"""
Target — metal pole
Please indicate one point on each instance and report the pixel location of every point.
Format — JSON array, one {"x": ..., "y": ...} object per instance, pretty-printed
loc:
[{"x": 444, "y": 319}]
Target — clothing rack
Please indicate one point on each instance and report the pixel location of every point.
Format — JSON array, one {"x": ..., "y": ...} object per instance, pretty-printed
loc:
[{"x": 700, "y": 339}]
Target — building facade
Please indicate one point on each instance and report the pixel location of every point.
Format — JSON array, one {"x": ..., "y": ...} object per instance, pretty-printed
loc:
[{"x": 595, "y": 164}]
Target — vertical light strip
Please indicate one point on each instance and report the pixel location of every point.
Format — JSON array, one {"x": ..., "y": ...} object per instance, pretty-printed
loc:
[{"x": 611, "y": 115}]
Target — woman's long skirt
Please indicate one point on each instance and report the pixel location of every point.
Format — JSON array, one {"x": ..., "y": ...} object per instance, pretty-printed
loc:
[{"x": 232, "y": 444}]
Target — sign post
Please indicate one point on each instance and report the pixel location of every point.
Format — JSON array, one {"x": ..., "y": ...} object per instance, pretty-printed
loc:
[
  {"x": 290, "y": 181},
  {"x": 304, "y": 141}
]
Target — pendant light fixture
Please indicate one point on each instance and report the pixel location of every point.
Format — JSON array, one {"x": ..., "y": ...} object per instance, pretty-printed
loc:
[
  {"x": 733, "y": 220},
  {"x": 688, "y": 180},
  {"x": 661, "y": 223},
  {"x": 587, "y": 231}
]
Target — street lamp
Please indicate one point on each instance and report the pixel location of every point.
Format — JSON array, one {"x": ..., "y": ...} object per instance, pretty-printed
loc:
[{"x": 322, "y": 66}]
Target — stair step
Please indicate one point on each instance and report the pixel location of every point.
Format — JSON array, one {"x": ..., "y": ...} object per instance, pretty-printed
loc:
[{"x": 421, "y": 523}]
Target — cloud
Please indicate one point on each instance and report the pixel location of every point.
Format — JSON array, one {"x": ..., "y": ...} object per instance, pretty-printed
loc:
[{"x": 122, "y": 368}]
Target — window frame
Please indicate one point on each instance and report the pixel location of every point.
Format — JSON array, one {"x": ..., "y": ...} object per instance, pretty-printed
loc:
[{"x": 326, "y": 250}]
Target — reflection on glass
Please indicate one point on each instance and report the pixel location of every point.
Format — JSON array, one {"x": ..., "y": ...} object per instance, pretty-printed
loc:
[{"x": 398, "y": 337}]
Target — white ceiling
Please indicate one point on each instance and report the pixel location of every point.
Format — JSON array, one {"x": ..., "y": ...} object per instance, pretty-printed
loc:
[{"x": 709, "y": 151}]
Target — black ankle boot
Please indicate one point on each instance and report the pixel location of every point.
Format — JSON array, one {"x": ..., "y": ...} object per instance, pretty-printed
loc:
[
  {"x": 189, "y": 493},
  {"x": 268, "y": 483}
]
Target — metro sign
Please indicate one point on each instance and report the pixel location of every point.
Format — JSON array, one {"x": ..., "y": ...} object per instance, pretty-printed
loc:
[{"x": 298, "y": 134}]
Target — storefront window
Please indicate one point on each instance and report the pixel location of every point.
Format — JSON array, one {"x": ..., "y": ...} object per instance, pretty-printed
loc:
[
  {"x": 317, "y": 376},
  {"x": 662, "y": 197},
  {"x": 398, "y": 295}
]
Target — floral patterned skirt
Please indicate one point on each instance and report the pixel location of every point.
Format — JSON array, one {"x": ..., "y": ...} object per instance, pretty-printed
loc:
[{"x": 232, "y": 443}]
"""
"""
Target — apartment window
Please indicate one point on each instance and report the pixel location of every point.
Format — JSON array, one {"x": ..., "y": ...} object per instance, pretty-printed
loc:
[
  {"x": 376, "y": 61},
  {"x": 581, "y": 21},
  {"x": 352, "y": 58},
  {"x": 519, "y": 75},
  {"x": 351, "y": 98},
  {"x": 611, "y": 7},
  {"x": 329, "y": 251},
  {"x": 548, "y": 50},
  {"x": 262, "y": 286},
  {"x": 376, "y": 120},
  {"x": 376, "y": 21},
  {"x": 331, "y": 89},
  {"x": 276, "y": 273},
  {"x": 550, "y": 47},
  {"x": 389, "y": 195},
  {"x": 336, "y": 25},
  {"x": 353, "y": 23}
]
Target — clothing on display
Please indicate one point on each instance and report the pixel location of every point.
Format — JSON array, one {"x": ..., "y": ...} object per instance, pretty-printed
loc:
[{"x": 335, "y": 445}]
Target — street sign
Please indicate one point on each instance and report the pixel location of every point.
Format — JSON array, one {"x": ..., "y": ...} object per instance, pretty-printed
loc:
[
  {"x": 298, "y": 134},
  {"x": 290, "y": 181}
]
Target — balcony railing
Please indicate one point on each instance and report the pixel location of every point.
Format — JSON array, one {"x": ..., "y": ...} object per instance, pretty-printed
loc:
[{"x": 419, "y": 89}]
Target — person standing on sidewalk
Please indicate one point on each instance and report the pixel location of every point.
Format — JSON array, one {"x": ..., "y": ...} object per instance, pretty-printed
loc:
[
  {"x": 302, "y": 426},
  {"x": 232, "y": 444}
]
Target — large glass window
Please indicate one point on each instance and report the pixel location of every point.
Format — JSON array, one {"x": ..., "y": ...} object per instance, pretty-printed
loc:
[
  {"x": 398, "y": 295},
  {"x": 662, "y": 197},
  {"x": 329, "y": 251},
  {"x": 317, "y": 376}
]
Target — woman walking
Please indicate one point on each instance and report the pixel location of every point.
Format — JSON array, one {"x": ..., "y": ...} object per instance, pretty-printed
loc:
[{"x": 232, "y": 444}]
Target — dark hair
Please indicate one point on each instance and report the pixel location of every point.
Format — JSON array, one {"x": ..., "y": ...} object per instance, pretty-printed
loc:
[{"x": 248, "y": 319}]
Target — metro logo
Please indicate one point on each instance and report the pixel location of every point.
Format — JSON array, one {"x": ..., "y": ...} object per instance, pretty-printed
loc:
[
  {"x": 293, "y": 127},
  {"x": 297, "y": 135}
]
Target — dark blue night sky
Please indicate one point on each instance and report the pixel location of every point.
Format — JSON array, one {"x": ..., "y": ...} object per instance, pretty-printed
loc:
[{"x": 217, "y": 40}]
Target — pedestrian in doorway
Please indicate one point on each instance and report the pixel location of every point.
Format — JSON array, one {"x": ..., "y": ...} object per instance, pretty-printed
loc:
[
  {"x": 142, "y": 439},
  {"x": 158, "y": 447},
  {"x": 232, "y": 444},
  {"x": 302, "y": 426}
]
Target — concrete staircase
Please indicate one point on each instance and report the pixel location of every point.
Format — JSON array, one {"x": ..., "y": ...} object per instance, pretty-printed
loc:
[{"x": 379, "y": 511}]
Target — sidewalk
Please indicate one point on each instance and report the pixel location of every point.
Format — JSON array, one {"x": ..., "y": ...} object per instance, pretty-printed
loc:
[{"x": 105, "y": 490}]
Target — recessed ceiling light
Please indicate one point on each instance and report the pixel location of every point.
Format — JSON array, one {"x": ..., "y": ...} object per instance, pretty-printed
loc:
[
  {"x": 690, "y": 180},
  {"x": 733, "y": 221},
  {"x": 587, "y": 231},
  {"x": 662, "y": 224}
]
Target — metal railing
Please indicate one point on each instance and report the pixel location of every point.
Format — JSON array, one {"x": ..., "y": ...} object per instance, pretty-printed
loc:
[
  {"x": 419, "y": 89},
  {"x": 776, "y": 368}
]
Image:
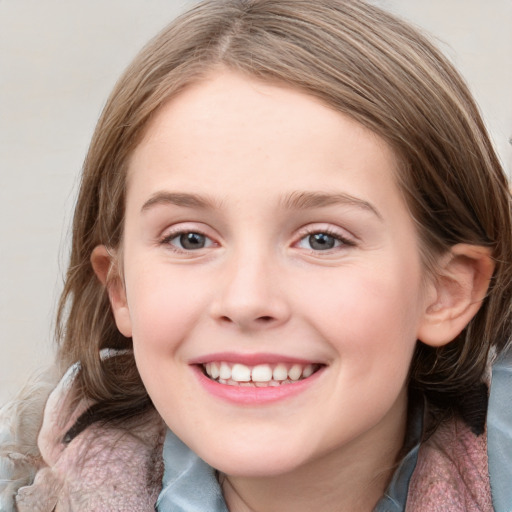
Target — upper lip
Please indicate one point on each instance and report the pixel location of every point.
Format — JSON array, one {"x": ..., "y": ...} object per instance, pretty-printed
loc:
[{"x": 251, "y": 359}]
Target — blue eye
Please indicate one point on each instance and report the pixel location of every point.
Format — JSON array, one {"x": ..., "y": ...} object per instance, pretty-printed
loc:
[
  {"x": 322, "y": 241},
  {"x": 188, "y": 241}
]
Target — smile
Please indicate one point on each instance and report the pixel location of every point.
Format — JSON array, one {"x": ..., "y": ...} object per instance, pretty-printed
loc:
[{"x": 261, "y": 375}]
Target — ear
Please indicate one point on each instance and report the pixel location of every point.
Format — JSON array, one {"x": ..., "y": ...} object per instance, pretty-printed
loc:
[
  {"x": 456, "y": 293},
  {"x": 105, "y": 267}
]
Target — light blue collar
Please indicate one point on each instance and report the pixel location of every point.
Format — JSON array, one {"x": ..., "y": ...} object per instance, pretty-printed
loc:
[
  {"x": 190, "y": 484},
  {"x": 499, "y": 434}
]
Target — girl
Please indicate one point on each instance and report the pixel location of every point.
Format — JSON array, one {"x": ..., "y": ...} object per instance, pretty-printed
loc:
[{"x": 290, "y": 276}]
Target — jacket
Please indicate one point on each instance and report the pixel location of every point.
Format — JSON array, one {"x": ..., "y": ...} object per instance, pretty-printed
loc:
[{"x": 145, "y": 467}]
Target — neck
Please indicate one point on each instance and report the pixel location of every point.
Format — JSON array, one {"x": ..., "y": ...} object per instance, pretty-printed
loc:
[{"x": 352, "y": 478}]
"""
"""
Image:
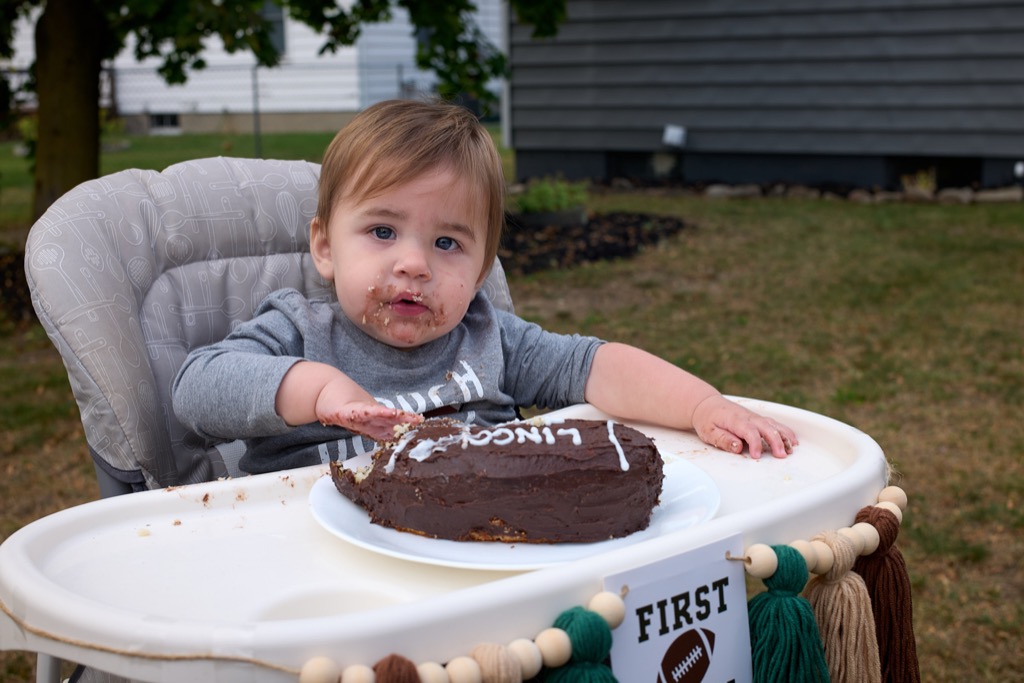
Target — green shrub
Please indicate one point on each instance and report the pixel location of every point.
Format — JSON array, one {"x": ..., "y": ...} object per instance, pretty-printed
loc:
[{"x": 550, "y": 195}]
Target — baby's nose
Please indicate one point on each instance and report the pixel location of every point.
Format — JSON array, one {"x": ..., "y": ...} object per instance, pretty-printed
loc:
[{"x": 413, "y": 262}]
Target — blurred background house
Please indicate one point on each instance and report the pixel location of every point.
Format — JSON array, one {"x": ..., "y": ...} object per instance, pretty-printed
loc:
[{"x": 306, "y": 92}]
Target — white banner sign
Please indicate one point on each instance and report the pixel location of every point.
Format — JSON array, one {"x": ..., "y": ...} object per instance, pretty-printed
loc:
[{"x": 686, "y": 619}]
"""
= 练习题目 =
从上面的记录中挑出所有含有“window”一词的行，并照原样逐行抄出。

= 本题解答 =
Target — window frame
Target — storefront window
Target — apartment window
Target — large glass window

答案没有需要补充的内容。